TASK PROMPT |
Can you give the entries below as a CSV with two columns, "prompt" and "target", one row per entry? Each row should hold the entry's text and its answer, each in a single quoted field with any line breaks replaced by spaces.

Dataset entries
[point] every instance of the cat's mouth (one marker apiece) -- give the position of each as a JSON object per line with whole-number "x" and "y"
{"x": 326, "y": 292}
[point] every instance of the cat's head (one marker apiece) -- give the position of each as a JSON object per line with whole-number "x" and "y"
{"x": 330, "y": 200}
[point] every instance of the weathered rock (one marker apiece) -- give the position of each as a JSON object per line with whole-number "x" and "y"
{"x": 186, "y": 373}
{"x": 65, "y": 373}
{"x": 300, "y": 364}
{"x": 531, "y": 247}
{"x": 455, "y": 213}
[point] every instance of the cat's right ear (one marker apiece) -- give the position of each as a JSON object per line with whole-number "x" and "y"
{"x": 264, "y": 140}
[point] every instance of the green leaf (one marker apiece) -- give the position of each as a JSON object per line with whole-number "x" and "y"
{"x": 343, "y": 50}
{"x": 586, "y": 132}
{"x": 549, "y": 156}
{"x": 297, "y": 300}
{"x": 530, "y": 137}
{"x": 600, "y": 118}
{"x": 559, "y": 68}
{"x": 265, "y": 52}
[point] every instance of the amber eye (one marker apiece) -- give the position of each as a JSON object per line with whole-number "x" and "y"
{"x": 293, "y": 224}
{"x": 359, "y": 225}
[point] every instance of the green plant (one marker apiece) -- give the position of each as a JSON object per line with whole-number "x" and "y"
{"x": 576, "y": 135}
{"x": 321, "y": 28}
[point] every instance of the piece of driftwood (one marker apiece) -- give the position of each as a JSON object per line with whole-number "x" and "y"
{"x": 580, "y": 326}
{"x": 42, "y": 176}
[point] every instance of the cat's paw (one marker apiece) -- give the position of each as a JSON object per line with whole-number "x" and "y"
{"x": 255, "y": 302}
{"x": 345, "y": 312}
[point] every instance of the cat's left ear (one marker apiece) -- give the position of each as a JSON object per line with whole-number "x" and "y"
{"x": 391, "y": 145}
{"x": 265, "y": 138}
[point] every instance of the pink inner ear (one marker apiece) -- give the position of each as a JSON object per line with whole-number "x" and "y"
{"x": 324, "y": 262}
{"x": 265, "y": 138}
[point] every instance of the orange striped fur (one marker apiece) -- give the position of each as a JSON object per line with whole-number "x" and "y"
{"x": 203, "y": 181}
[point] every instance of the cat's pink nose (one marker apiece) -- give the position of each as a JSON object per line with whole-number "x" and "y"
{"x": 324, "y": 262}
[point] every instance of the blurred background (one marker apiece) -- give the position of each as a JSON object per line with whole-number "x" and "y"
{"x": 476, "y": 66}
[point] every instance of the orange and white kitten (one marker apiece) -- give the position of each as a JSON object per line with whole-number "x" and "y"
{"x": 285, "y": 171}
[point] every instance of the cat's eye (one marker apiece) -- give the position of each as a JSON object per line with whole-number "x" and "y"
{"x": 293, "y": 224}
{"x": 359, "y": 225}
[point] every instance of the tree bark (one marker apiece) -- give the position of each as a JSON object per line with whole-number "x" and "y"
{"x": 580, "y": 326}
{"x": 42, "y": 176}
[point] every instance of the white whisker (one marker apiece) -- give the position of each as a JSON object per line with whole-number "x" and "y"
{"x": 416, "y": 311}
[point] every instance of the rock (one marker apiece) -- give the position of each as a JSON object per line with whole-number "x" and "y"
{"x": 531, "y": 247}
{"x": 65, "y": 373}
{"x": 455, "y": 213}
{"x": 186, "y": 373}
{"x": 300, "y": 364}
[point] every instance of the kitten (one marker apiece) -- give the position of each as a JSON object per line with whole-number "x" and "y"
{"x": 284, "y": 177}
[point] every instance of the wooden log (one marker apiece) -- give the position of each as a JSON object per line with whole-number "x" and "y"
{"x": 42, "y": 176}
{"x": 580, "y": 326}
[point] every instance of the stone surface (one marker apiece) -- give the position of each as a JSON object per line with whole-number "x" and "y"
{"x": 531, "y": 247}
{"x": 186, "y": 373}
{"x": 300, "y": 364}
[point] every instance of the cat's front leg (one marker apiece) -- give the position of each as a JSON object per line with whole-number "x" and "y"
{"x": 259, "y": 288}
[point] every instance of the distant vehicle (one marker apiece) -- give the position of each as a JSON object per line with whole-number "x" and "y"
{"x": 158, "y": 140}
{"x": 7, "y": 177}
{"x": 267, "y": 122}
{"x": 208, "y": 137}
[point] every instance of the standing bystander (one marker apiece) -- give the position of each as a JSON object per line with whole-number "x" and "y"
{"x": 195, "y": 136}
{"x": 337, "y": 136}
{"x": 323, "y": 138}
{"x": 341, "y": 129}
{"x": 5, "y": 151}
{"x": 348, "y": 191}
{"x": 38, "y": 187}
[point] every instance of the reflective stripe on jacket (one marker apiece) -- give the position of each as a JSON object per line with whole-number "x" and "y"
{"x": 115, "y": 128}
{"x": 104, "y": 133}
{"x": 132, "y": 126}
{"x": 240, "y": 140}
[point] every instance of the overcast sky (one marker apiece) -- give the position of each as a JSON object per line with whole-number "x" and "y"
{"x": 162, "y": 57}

TASK OUTPUT |
prompt,target
"[point] every instance of the cat's mouth (one marker apiece) -- give the position of each as a JSON object per line with whole-number ""x"" and ""y""","{""x"": 326, ""y"": 292}"
"[point] every instance of the cat's head (one marker apiece) -- give the position of each as a JSON object per line with whole-number ""x"" and ""y""","{""x"": 330, ""y"": 200}"
"[point] every instance of the weathered rock (one marker apiece) -- give the position of each as a JSON object per line with whole-number ""x"" and ""y""","{""x"": 186, ""y"": 373} {""x"": 65, ""y"": 373} {""x"": 300, ""y"": 364} {""x"": 531, ""y"": 247} {""x"": 455, ""y"": 213}"
"[point] every instance of the cat's right ear (one marker apiece) -- give the position of each as a JSON object per line with whole-number ""x"" and ""y""","{""x"": 264, ""y"": 140}"
"[point] every instance of the green leaf (one marker apiece) -- give the position of each as a JSON object per line with whole-number ""x"" and ""y""","{""x"": 343, ""y"": 50} {""x"": 586, ""y"": 132} {""x"": 549, ""y"": 156} {""x"": 297, ""y"": 300} {""x"": 530, ""y"": 137} {""x"": 600, ""y"": 118} {""x"": 559, ""y"": 68} {""x"": 265, ""y"": 52}"
"[point] every instance of the amber eye (one marker apiece) -- give the position of each as a JSON object per line with whole-number ""x"" and ""y""","{""x"": 293, ""y"": 224} {""x"": 359, ""y"": 225}"
"[point] every instance of the green plant (one marker apiece) -- give the position of each as a JSON object per line with whole-number ""x"" and ""y""","{""x"": 576, ""y"": 135} {""x"": 321, ""y"": 28}"
"[point] every instance of the piece of driftwood (one marker apiece) -- give the position of each as a JSON object per line with whole-number ""x"" and ""y""","{""x"": 580, ""y"": 326} {""x"": 42, ""y"": 176}"
"[point] every instance of the cat's paw (one marker apiece) -- give the position of each as a JSON object per line with whole-number ""x"" and ""y""","{""x"": 255, ""y"": 302} {""x"": 345, ""y"": 312}"
"[point] every instance of the cat's left ear (one marker apiece) -- give the position of each as a JSON object per line with whole-number ""x"" and ""y""","{""x"": 391, ""y"": 145} {""x"": 265, ""y"": 138}"
"[point] every instance of the pink inner ear (one marker apiece) -- give the position of each as a JSON object per line with whole-number ""x"" and ""y""","{""x"": 324, ""y"": 262} {""x"": 265, ""y"": 138}"
"[point] every instance of the orange striped fur (one marker apiece) -- give the position of each as a JSON object per line with whole-number ""x"" and ""y""","{""x"": 203, ""y"": 181}"
"[point] every instance of the cat's pink nose (one marker apiece) -- give the position of each as a JSON object per line with whole-number ""x"" and ""y""","{""x"": 324, ""y"": 262}"
"[point] every instance of the blurred background (one marker apiece) -- give the position of each as a JSON object per line with whole-number ""x"" and ""y""","{""x"": 476, ""y"": 66}"
"[point] every instance of the orange and white kitten (one marker apiece) -- give the position of each as a JSON object per line with whole-number ""x"" and ""y""","{""x"": 285, ""y"": 171}"
"[point] every instance of the cat's eye (one marker apiece) -- give the position of each as a JSON object per line with whole-number ""x"" and ""y""","{""x"": 293, ""y"": 224} {""x"": 359, ""y"": 225}"
"[point] every instance of the tree bark (one marker apiece) -- give the position of each as a JSON object per line with whole-number ""x"" and ""y""","{""x"": 580, ""y"": 326} {""x"": 42, ""y"": 176}"
"[point] every instance of the white whisker (one marker apiece) -- give the position of each as a JSON object per line with whole-number ""x"" and ""y""","{""x"": 416, ""y"": 311}"
"[point] every instance of the rock (one marker apiece) -- give the position of each as a JSON object per line with whole-number ""x"" and ""y""","{""x"": 531, ""y"": 247} {""x"": 65, ""y"": 373} {""x"": 455, ""y"": 213} {""x"": 186, ""y"": 373} {""x"": 300, ""y"": 364}"
"[point] every instance of the kitten (one marker apiece) -- give the position of each as a JSON object per line with whole-number ""x"" and ""y""","{""x"": 284, ""y"": 177}"
"[point] every instance of the wooden log (one marker apiece) -- give the position of each as a JSON object per line with whole-number ""x"" and ""y""","{""x"": 42, ""y"": 176} {""x"": 580, ""y"": 326}"
"[point] every instance of the stone surface (one marker apiece) -- give the position of each as a JSON object per line with whole-number ""x"" and ""y""","{""x"": 531, ""y"": 247} {""x"": 186, ""y"": 373} {""x"": 300, ""y"": 364}"
"[point] every instance of the cat's front leg (one marker apiece) -- give the position of each as a JSON object per line with whole-number ""x"" and ""y""","{""x"": 259, ""y"": 288}"
"[point] every instance of the distant vehicle (one marker apiece) -- give the position of each as a JSON object per line with whole-number ""x"" and ""y""","{""x"": 158, ""y"": 140} {""x"": 7, ""y"": 177} {""x"": 267, ""y"": 122} {""x"": 208, ""y"": 137}"
"[point] every instance of the standing bystander (one marker apiece) -- give the position of each as a JSON object per line with whole-number ""x"" and ""y""","{""x"": 195, ""y"": 136} {""x"": 337, ""y"": 136} {""x"": 323, ""y"": 138} {""x"": 341, ""y"": 129} {""x"": 5, ""y"": 151} {""x"": 348, ""y"": 191} {""x"": 38, ""y"": 187}"
"[point] every instance of the reflective stripe on jacket (one marker apiece) -- give the position of each as a JSON object per line with whole-number ""x"" and ""y""","{""x"": 115, ""y"": 128} {""x"": 104, ""y"": 133} {""x"": 132, ""y"": 126} {""x"": 240, ""y"": 140}"
"[point] every instance of the overcast sky (one marker apiece) -- give the position of each as a JSON object per line with whole-number ""x"" and ""y""","{""x"": 162, ""y"": 57}"